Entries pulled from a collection
* START *

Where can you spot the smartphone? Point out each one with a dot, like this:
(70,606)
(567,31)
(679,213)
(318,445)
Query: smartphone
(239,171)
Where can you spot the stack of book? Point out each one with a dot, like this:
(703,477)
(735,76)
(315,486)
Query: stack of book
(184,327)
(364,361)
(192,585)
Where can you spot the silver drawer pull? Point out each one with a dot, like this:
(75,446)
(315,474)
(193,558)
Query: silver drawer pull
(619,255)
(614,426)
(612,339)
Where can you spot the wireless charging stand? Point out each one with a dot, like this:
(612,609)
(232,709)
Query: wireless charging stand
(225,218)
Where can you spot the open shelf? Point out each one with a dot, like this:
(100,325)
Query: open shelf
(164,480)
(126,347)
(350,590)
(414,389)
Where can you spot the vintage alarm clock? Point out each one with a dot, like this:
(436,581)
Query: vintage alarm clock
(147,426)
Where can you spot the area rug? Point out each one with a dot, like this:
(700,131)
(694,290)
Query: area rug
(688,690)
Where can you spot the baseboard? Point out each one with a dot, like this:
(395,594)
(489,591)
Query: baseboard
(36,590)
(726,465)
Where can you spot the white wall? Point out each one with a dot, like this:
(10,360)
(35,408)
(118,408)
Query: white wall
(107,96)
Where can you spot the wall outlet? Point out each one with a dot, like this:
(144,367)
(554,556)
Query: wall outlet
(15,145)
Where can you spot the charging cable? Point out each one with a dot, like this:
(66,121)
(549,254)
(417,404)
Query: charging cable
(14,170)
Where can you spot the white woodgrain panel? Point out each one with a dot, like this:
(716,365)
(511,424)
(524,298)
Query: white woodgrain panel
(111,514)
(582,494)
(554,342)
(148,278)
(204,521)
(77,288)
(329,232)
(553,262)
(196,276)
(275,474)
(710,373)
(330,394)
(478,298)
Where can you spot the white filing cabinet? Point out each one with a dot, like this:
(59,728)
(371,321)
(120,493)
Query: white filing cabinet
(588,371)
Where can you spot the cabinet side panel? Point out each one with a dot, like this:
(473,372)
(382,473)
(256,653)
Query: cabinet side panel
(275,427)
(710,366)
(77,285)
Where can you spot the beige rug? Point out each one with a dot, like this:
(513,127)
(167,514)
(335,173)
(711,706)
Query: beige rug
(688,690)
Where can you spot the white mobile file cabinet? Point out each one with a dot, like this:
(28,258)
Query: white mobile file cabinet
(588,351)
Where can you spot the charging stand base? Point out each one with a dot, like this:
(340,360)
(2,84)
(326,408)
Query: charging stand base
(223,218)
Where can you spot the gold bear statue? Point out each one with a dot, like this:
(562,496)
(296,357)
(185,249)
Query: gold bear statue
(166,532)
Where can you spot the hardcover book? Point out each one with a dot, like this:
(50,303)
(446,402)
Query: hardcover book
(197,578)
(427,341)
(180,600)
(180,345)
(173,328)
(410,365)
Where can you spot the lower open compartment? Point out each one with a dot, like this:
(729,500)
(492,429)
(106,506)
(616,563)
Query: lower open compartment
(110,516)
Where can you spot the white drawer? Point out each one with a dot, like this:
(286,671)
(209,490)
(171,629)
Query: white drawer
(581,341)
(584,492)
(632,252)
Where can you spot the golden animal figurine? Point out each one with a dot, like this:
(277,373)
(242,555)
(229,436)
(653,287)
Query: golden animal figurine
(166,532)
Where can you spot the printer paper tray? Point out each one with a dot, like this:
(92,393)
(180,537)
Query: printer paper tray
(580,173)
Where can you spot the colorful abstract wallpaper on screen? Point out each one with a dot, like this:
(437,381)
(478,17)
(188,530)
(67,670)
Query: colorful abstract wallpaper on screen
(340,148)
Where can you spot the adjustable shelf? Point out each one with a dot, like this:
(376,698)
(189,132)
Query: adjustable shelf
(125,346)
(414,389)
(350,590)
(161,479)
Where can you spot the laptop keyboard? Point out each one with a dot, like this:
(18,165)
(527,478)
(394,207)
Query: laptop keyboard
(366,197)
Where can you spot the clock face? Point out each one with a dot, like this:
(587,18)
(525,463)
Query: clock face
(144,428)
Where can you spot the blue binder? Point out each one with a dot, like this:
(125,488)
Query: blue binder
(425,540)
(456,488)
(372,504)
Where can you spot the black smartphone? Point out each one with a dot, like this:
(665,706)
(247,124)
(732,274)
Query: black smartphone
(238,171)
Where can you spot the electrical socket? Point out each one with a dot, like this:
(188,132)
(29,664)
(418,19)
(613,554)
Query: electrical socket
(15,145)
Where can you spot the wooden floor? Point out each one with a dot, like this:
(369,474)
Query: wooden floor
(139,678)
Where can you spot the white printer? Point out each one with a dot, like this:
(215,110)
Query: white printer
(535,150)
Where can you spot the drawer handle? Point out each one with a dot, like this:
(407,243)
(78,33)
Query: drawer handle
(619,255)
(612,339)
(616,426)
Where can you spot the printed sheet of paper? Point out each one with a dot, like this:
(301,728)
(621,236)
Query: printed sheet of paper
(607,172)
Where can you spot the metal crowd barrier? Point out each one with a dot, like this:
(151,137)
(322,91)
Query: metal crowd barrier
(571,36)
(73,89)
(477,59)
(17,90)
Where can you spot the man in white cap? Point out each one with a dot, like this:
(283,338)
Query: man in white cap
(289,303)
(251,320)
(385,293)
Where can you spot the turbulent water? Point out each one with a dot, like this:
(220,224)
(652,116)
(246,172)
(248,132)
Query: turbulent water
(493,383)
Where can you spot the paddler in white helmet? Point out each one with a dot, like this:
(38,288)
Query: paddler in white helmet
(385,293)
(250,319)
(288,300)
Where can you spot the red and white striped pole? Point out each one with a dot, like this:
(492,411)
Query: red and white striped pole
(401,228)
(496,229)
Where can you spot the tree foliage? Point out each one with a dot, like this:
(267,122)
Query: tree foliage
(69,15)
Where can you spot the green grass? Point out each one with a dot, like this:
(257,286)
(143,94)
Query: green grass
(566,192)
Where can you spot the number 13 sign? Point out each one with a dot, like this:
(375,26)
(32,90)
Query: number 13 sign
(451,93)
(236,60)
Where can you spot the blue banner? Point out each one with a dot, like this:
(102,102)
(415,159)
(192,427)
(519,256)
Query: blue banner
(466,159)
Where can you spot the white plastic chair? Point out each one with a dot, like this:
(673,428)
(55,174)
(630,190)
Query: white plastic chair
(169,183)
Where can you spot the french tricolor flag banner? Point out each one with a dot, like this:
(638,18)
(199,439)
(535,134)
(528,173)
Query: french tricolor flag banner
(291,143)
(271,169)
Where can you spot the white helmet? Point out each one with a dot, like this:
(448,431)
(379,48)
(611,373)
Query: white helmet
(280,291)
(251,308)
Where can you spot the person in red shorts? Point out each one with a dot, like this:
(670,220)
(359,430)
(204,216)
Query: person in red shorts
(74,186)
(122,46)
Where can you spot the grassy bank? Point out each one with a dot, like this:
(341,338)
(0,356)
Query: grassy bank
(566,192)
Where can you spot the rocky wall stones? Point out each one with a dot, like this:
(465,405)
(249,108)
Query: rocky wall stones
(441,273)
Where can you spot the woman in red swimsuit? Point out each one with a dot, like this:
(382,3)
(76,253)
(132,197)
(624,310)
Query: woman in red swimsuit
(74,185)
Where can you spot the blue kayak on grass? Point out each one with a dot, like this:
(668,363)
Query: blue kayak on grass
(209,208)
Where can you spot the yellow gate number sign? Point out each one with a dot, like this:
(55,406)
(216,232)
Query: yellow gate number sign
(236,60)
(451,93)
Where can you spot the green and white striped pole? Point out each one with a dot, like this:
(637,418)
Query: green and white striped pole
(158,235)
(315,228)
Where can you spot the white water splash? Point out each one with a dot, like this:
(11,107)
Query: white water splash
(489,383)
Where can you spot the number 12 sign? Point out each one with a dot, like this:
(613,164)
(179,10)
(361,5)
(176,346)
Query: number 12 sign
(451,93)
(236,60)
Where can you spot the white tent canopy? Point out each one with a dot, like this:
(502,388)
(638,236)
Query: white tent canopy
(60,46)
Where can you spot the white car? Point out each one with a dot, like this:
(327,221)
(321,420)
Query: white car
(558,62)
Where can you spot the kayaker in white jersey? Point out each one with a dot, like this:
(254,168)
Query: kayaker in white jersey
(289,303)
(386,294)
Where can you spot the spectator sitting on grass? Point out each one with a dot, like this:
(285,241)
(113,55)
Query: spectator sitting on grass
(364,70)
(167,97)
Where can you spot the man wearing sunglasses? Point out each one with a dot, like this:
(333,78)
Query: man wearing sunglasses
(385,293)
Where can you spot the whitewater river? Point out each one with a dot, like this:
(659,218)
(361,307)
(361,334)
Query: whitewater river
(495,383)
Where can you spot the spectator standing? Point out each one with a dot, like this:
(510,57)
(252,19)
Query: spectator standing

* END *

TO DO: In the stretch from the line containing "Where can you spot the number 12" through the end of the entries, swap every "spectator" for "onlooker" and leave everything else unchanged. Give back only those lines.

ANSWER IN FULL:
Where can you spot the number 12 sign? Point out each one with a dot, like this:
(613,164)
(179,10)
(361,5)
(176,346)
Query: number 12 sign
(451,93)
(236,60)
Where can you spot the white tent canopy? Point out each one with a dot, like this:
(502,388)
(638,236)
Query: white tent canopy
(60,46)
Where can you spot the white car? Point out each one with a dot, like this:
(327,221)
(321,420)
Query: white car
(558,62)
Where can you spot the kayaker in white jersey? Point out each one with a dot, like this:
(254,168)
Query: kayaker in white jersey
(289,303)
(386,294)
Where can you spot the onlooker sitting on grass? Point out each one with a dot, like this:
(285,241)
(113,55)
Query: onlooker sitting on grass
(364,70)
(167,97)
Where can you spot the man wearing sunglasses? Point out each one with a dot, like this:
(333,78)
Query: man wearing sunglasses
(385,293)
Where can you spot the whitewater river? Point out each one with a dot, like this:
(659,218)
(361,307)
(361,334)
Query: whitewater river
(495,383)
Where can you spot the onlooker standing? Point out each one with a dot, like this:
(510,57)
(252,19)
Query: onlooker standing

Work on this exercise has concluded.